* Try it *
Show all lines of the entries in which the word "trees" is found.

Dataset entries

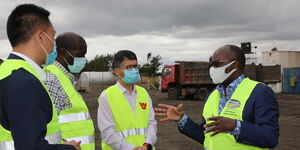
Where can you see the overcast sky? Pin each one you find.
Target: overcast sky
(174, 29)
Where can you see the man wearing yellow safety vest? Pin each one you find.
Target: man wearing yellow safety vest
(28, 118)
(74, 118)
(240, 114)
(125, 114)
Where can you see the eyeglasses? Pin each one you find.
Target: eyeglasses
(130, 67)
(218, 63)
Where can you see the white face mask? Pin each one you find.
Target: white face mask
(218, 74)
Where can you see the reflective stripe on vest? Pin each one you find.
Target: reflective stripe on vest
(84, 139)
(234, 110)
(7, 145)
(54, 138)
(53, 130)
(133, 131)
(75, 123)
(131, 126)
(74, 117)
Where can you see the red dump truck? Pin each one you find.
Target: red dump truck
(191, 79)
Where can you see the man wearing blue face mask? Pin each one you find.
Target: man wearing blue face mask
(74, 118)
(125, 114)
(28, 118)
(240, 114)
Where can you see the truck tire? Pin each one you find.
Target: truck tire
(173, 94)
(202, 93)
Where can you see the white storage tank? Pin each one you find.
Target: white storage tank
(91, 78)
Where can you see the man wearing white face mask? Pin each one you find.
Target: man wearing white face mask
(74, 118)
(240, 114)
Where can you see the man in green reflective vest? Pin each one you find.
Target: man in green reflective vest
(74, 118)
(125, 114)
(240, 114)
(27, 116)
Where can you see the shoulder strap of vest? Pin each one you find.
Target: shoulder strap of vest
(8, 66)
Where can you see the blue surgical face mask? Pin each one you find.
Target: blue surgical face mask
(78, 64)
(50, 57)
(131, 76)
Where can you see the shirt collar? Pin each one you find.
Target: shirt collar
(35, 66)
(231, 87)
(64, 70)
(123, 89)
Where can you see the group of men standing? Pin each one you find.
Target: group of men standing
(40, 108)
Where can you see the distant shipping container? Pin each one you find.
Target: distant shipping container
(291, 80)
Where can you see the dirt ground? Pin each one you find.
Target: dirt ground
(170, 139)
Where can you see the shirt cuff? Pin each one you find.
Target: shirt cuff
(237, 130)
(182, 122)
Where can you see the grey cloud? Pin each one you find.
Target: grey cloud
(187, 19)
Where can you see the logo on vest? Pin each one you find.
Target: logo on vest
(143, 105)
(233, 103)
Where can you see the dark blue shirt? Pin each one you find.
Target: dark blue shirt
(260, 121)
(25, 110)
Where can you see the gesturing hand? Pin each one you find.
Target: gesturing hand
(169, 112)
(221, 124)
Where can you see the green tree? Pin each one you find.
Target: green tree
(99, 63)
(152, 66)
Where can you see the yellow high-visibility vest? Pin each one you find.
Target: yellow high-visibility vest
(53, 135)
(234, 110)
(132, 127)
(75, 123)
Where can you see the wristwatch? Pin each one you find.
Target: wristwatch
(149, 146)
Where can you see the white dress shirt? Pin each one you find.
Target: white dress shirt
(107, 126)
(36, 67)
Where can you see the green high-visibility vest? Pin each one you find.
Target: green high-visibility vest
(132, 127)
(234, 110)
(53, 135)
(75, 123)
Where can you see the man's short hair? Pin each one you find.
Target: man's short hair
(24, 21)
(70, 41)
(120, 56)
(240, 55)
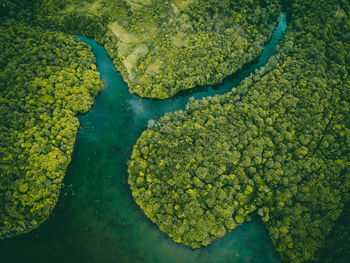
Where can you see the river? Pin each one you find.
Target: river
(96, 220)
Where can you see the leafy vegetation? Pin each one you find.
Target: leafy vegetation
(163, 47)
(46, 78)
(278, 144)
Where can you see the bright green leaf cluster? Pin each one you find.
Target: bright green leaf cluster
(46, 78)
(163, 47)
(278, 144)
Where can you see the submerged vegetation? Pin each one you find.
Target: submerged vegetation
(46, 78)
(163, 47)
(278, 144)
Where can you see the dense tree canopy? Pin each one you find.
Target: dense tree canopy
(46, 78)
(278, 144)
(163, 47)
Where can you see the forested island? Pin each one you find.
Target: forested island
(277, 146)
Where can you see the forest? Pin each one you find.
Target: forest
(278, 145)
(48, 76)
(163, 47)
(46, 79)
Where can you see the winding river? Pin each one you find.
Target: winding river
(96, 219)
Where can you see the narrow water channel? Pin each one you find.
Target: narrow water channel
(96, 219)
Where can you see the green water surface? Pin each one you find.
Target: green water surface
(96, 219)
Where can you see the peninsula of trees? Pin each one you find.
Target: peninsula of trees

* Problem solution *
Where can you see the peninsula of trees? Pin each one you find.
Target: peninsula of trees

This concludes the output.